--- EXCERPT TO READ ---

● ● ● ● ● ● ●

On Saturday, as another round of emergency negotiations took place in Brussels, the former Greek Finance Minister, Yanis Varoufakis, wrote exasperatedly in The Guardian: "Greece's financial drama has dominated the headlines for five years for one reason: the stubborn refusal of our creditors to offer essential debt relief …

"In 2010, the Greek state became insolvent. Two options consistent with continuing membership of the eurozone presented themselves: the sensible one, that any decent banker would recommend – restructuring the debt and reforming the economy; and the toxic option – extending new loans to a bankrupt entity while pretending that it remains solvent.

"Official Europe chose the second option, putting the bailing out of French and German banks exposed to Greek public debt above Greece's socioeconomic viability … It takes the mathematical expertise of a smart eight-year-old to know that this process could not end well ...

"Our government was elected on a mandate to end this doom loop; to demand debt restructuring and an end to crippling austerity …

"Greeks, rightly, shiver at the thought of amputation from monetary union … To exit, we would have to create a new currency from scratch. In occupied Iraq, the introduction of new paper money took almost a year, 20 or so Boeing 747s, the mobilisation of the US military's might, three printing firms and hundreds of trucks. In the absence of such support, Grexit would be the equivalent of announcing a large devaluation more than 18 months in advance: a recipe for liquidating all Greek capital stock and transferring it abroad by any means available … "

● ● ● ● ● ● ●

--- TASK SET ---
a - According to the passage on Greece's debt, how long did the introduction of new paper money take in occupied Iraq?
b - Reproduce the passage on Greece's debt word for word, starting at "On Saturday, as" and ending at "it remains solvent.".

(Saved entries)

● ● ● ● ● ● ●

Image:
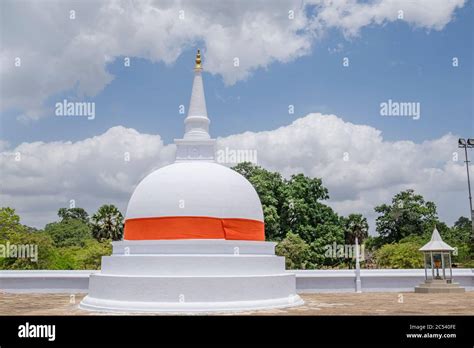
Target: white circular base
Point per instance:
(173, 276)
(101, 305)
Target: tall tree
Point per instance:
(409, 214)
(73, 213)
(355, 225)
(270, 189)
(107, 223)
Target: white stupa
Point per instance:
(194, 237)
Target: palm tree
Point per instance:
(107, 223)
(355, 225)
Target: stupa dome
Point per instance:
(194, 200)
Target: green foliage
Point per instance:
(69, 232)
(73, 213)
(296, 251)
(270, 189)
(408, 214)
(399, 255)
(63, 245)
(107, 223)
(294, 205)
(355, 225)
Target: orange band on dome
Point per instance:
(193, 227)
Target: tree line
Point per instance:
(296, 217)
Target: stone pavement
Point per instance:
(315, 304)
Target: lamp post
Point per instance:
(462, 143)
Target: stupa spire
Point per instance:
(196, 143)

● ● ● ● ● ● ●

--- ANSWERS TO THE PROBLEMS ---
a - Almost a year.

b -
On Saturday, as another round of emergency negotiations took place in Brussels, the former Greek Finance Minister, Yanis Varoufakis, wrote exasperatedly in The Guardian: "Greece's financial drama has dominated the headlines for five years for one reason: the stubborn refusal of our creditors to offer essential debt relief …

"In 2010, the Greek state became insolvent. Two options consistent with continuing membership of the eurozone presented themselves: the sensible one, that any decent banker would recommend – restructuring the debt and reforming the economy; and the toxic option – extending new loans to a bankrupt entity while pretending that it remains solvent.